▸ **Given passage**:
* Begin *

So we are talking about a miner insuring against his own inefficiency.

Furthermore a disproportionate increase in hash rate is based on the 
expectation of higher future return (investment leads returns). So the 
insurance could end up paying out against realized profit.

Generally speaking, insuring investment is a zero sum game.

e

> On Oct 20, 2019, at 12:10, JW Weatherman <[email protected]> wrote:
> 
> Oh, I see your point.
> 
> However the insurance contract would protect the miner even in that case. A 
> miner with great confidence that he is running optimal hardware and has 
> optimal electricity and labor costs probably wouldn't be interested in 
> purchasing insurance for a high price, but if it was cheap enough it would 
> still be worth it. And any potential new entrants on the edge of jumping in 
> would enter when they otherwise would not have because of the decreased costs 
> (decreased risk).
> 
> An analogy would be car insurance. If you are an excellent driver you 
> wouldn't be willing to spend a ton of money to protect your car in the event 
> of an accident, but if it is cheap enough you would. And there may be people 
> that are unwilling to take the risk of a damaged car that refrain from 
> becoming drivers until insurance allows them to lower the worst case scenario 
> of a damaged car.

* End *

Items from a data source

* Begin *

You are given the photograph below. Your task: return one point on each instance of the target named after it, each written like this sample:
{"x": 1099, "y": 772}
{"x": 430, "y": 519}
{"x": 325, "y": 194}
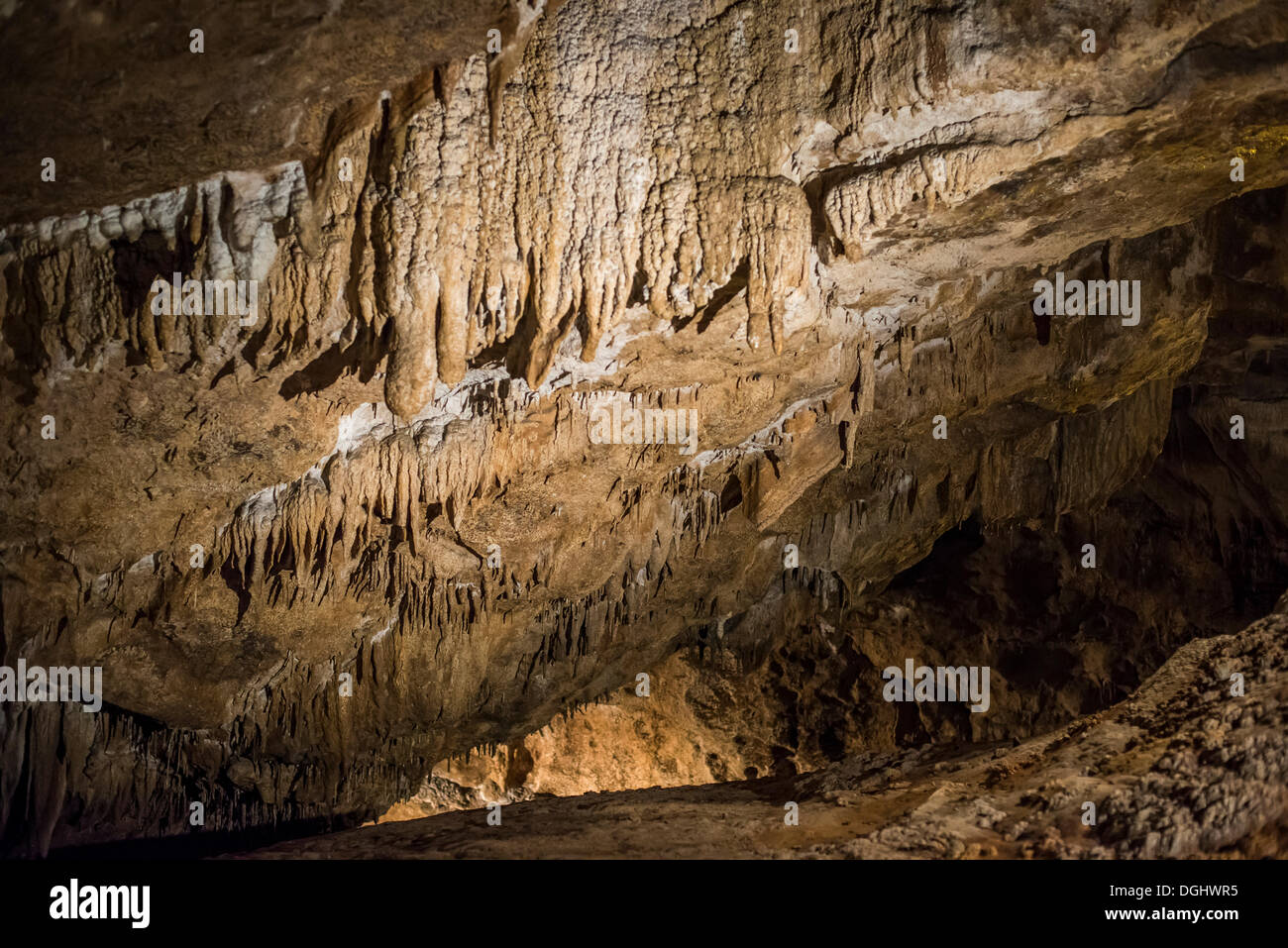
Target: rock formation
{"x": 369, "y": 522}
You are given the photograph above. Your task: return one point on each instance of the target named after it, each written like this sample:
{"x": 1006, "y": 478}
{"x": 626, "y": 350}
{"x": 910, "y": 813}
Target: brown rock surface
{"x": 387, "y": 476}
{"x": 1180, "y": 769}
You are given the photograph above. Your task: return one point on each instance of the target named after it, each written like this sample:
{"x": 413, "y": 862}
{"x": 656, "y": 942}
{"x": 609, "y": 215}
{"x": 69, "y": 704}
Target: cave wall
{"x": 818, "y": 250}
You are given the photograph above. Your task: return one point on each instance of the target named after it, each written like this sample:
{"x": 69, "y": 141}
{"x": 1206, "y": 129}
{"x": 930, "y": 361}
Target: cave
{"x": 634, "y": 399}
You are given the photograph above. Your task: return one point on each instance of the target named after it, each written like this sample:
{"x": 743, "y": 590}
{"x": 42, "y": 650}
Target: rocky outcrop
{"x": 370, "y": 526}
{"x": 1181, "y": 769}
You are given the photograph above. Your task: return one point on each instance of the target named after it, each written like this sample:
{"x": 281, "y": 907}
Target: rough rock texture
{"x": 1180, "y": 769}
{"x": 389, "y": 472}
{"x": 1198, "y": 548}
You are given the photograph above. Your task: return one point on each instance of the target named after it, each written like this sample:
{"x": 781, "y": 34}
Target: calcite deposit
{"x": 326, "y": 552}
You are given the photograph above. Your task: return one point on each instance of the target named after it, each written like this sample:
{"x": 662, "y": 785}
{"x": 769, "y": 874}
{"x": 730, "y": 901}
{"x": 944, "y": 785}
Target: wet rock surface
{"x": 322, "y": 548}
{"x": 1180, "y": 769}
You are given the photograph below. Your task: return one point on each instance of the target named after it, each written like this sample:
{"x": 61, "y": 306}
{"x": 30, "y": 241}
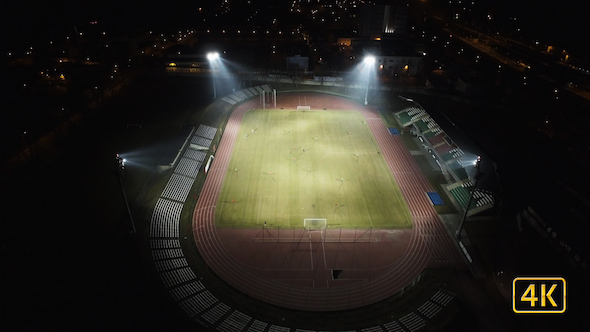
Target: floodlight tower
{"x": 369, "y": 62}
{"x": 213, "y": 57}
{"x": 478, "y": 176}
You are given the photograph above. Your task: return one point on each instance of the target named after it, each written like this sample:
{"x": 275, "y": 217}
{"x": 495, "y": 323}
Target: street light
{"x": 478, "y": 176}
{"x": 120, "y": 168}
{"x": 369, "y": 62}
{"x": 213, "y": 56}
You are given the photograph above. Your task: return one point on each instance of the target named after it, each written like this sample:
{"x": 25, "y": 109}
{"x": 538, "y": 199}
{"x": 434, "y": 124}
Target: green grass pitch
{"x": 289, "y": 165}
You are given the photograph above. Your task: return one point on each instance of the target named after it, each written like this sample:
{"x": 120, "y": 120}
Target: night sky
{"x": 26, "y": 21}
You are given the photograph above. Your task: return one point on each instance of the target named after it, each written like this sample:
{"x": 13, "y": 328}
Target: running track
{"x": 429, "y": 246}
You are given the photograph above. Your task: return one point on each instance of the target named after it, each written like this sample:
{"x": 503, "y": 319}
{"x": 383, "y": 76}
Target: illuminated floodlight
{"x": 212, "y": 56}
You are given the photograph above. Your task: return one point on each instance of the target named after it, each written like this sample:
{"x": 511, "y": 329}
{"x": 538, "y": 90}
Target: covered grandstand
{"x": 448, "y": 156}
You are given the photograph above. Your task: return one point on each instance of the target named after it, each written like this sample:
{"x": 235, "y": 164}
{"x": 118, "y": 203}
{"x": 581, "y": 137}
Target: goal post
{"x": 315, "y": 224}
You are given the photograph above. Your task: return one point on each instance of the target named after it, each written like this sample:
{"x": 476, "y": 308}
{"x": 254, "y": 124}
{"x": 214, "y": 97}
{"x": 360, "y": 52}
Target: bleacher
{"x": 457, "y": 170}
{"x": 461, "y": 191}
{"x": 410, "y": 115}
{"x": 435, "y": 138}
{"x": 245, "y": 94}
{"x": 452, "y": 155}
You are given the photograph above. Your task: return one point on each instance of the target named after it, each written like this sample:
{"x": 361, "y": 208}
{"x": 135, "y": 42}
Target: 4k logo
{"x": 538, "y": 295}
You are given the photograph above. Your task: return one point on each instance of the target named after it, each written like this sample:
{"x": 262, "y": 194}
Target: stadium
{"x": 311, "y": 204}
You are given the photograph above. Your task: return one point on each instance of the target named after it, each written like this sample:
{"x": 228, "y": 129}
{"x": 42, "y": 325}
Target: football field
{"x": 290, "y": 165}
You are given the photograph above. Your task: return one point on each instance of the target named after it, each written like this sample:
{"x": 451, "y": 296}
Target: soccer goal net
{"x": 315, "y": 224}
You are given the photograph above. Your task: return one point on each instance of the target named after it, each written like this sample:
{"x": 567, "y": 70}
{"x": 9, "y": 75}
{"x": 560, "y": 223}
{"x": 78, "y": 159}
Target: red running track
{"x": 279, "y": 274}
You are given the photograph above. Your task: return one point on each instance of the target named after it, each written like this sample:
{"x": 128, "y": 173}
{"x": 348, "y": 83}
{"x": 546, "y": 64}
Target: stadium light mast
{"x": 369, "y": 62}
{"x": 212, "y": 57}
{"x": 478, "y": 176}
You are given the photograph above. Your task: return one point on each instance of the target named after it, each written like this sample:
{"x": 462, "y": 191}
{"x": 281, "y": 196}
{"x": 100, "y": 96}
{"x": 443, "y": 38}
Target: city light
{"x": 211, "y": 56}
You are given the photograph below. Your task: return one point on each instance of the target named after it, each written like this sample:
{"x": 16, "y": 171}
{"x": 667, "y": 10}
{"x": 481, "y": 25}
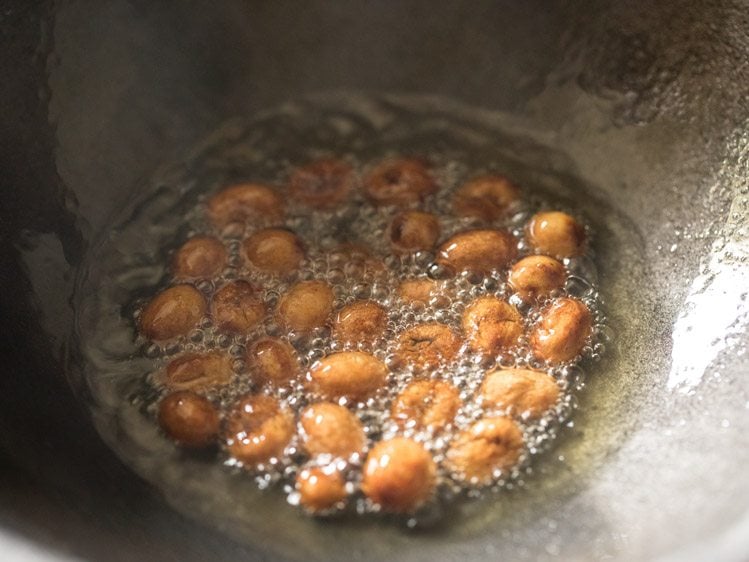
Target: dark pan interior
{"x": 648, "y": 103}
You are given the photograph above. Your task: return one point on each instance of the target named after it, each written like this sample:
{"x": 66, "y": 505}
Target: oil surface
{"x": 131, "y": 265}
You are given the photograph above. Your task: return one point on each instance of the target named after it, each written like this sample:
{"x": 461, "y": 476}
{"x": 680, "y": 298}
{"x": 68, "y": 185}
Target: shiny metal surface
{"x": 649, "y": 102}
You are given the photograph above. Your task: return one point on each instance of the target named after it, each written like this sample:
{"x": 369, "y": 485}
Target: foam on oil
{"x": 131, "y": 265}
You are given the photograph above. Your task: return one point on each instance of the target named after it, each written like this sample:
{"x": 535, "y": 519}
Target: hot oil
{"x": 132, "y": 264}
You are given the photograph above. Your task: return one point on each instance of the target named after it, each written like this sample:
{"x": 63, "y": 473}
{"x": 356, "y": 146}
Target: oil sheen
{"x": 131, "y": 264}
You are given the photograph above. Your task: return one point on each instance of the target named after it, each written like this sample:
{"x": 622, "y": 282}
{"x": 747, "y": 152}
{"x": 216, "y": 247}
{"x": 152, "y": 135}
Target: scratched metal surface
{"x": 648, "y": 102}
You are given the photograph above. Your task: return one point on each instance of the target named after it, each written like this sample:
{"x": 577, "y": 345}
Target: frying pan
{"x": 646, "y": 101}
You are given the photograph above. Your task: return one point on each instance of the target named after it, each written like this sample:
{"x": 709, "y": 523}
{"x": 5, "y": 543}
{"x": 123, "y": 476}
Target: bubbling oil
{"x": 257, "y": 151}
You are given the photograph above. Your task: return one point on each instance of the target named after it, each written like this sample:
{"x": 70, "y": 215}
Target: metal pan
{"x": 648, "y": 103}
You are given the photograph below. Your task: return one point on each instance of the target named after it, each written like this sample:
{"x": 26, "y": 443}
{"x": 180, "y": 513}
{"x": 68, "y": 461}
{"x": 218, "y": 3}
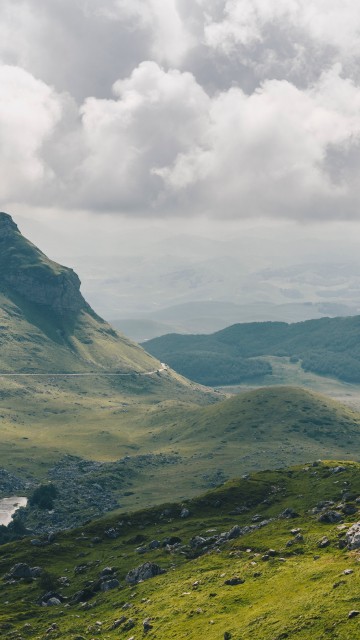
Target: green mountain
{"x": 328, "y": 346}
{"x": 45, "y": 323}
{"x": 271, "y": 556}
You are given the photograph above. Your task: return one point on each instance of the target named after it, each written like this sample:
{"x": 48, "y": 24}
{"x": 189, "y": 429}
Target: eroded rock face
{"x": 27, "y": 272}
{"x": 144, "y": 572}
{"x": 353, "y": 536}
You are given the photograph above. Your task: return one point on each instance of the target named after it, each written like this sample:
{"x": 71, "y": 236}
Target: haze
{"x": 187, "y": 151}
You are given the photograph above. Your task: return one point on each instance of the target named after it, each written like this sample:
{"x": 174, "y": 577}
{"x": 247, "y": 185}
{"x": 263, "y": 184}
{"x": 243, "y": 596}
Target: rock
{"x": 324, "y": 542}
{"x": 130, "y": 624}
{"x": 234, "y": 581}
{"x": 330, "y": 517}
{"x": 235, "y": 532}
{"x": 147, "y": 625}
{"x": 117, "y": 623}
{"x": 20, "y": 570}
{"x": 109, "y": 584}
{"x": 353, "y": 536}
{"x": 143, "y": 572}
{"x": 349, "y": 509}
{"x": 107, "y": 571}
{"x": 353, "y": 613}
{"x": 141, "y": 550}
{"x": 288, "y": 513}
{"x": 154, "y": 544}
{"x": 36, "y": 542}
{"x": 53, "y": 602}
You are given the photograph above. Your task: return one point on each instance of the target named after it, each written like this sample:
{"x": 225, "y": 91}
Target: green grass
{"x": 105, "y": 418}
{"x": 291, "y": 598}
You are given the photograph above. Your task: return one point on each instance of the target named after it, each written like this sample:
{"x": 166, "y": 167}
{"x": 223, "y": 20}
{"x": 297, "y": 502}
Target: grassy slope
{"x": 90, "y": 344}
{"x": 100, "y": 418}
{"x": 301, "y": 593}
{"x": 329, "y": 346}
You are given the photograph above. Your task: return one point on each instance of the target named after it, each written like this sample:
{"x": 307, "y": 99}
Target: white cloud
{"x": 29, "y": 112}
{"x": 157, "y": 115}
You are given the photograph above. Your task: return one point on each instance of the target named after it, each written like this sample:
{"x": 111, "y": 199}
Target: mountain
{"x": 327, "y": 346}
{"x": 45, "y": 323}
{"x": 270, "y": 556}
{"x": 209, "y": 316}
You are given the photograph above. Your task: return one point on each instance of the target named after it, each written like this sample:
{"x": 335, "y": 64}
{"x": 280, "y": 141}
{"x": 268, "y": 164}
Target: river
{"x": 8, "y": 506}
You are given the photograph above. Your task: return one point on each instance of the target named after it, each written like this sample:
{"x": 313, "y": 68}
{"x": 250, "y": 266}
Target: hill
{"x": 46, "y": 326}
{"x": 327, "y": 346}
{"x": 270, "y": 556}
{"x": 113, "y": 450}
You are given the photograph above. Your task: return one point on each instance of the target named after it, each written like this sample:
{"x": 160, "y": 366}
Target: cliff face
{"x": 26, "y": 271}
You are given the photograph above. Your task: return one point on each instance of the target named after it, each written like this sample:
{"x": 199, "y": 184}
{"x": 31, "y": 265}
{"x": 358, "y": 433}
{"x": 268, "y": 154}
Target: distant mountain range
{"x": 328, "y": 346}
{"x": 45, "y": 323}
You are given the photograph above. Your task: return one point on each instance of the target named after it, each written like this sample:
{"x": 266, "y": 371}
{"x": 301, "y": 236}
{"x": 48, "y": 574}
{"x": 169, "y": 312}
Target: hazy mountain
{"x": 328, "y": 346}
{"x": 46, "y": 324}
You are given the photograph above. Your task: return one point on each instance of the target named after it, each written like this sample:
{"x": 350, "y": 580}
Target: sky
{"x": 124, "y": 122}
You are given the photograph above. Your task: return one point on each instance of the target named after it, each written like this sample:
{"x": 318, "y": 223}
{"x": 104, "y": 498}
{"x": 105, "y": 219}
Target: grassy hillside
{"x": 328, "y": 346}
{"x": 45, "y": 323}
{"x": 203, "y": 445}
{"x": 291, "y": 572}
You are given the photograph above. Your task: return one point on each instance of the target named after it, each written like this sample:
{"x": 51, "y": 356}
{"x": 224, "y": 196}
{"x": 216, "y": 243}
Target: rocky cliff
{"x": 26, "y": 271}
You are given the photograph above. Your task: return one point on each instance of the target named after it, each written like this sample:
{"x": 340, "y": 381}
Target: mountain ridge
{"x": 45, "y": 323}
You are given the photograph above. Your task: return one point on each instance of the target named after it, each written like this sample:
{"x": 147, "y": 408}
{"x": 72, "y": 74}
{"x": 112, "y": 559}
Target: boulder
{"x": 353, "y": 536}
{"x": 143, "y": 572}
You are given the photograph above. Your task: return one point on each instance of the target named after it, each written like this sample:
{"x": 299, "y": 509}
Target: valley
{"x": 110, "y": 448}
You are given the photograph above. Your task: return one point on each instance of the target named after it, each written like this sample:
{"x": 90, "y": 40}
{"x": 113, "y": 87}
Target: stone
{"x": 353, "y": 537}
{"x": 324, "y": 542}
{"x": 20, "y": 570}
{"x": 235, "y": 532}
{"x": 154, "y": 544}
{"x": 288, "y": 513}
{"x": 330, "y": 517}
{"x": 232, "y": 582}
{"x": 109, "y": 584}
{"x": 53, "y": 602}
{"x": 147, "y": 625}
{"x": 118, "y": 622}
{"x": 143, "y": 572}
{"x": 107, "y": 571}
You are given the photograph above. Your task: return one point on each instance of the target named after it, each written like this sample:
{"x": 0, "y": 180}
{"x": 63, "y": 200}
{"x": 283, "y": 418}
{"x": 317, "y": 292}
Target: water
{"x": 8, "y": 506}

* End *

▸ **The tasks**:
1 – In the email exchange on mining insurance, what kind of insurance does JW Weatherman use as an analogy?
2 – Extend the email exchange on mining insurance from where it stops.
The lines have nothing to do with this work.

▸ **Responses in order**:
1 – Car insurance.

2 –
> 
> -JW
> 
> 
> 
> 
> ‐‐‐‐‐‐‐ Original Message ‐‐‐‐‐‐‐
>> On Sunday, October 20, 2019 10:57 AM, Eric Voskuil <[email protected]> wrote:
>> 
>> 
>> 
>>>> On Oct 20, 2019, at 10:10, JW Weatherman [email protected] wrote:
>>> I think the assumption is not that all miners are unprofitable, but that a 
>>> single miner could make an investment that becomes unprofitable if the hash 
>>> rate increases more than he expected.
>> 
>> This is a restatement of the assumption I questioned. Hash rate increase 
>> does not imply unprofitability. The new rig should be profitable.
>> 
>> What is being assumed is a hash rate increase without a proportional block 
>> reward value increase. In this case if the newest equipment is unprofitable, 
>> all miners are unprofitable.
>> 
>>> Depending on the cost of the offered insurance it would be prudent for a 
>>> miner to decrease his potential loss by buying insurance for this 
>>> possibility.
>>> And the existence of attractive insurance contracts would lower the barrier 
>>> to entry for new competitors in mining and this would increase bitcoins 
>>> security.
>>> -JW
>>> ‐‐‐‐‐‐‐ Original Message ‐‐‐‐‐‐‐
>>> 
>>>> On Sunday, October 20, 2019 1:03 AM, Eric Voskuil via bitcoin-dev 
>>>> [email protected] wrote:
>>>> Hi Lucas,
>>>> I would question the assumption inherent in the problem statement. Setting 
>>>> aside variance discount, proximity premium, and questions of relative 
>>>> efficiency, as these are presumably already considered by the miner upon 
>>>> the purchase of new equipment, it’s not clear why a loss is assumed in the 
>>>> case of subsequently increasing hash rate.
>>>> The assumption of increasing hash rate implies an expectation of 
>>>> increasing return on investment. There are certainly speculative errors, 
>>>> but a loss on new equipment implies all miners are operating at a loss, 
>>>> which is not a sustainable situation.
>>>> If any miner is profitable it is the miner with the new equipment, and if 
>>>> he is not, hash rate will drop until he is. This drop is most likely to be 
>>>> precipitated by older equipment going offline.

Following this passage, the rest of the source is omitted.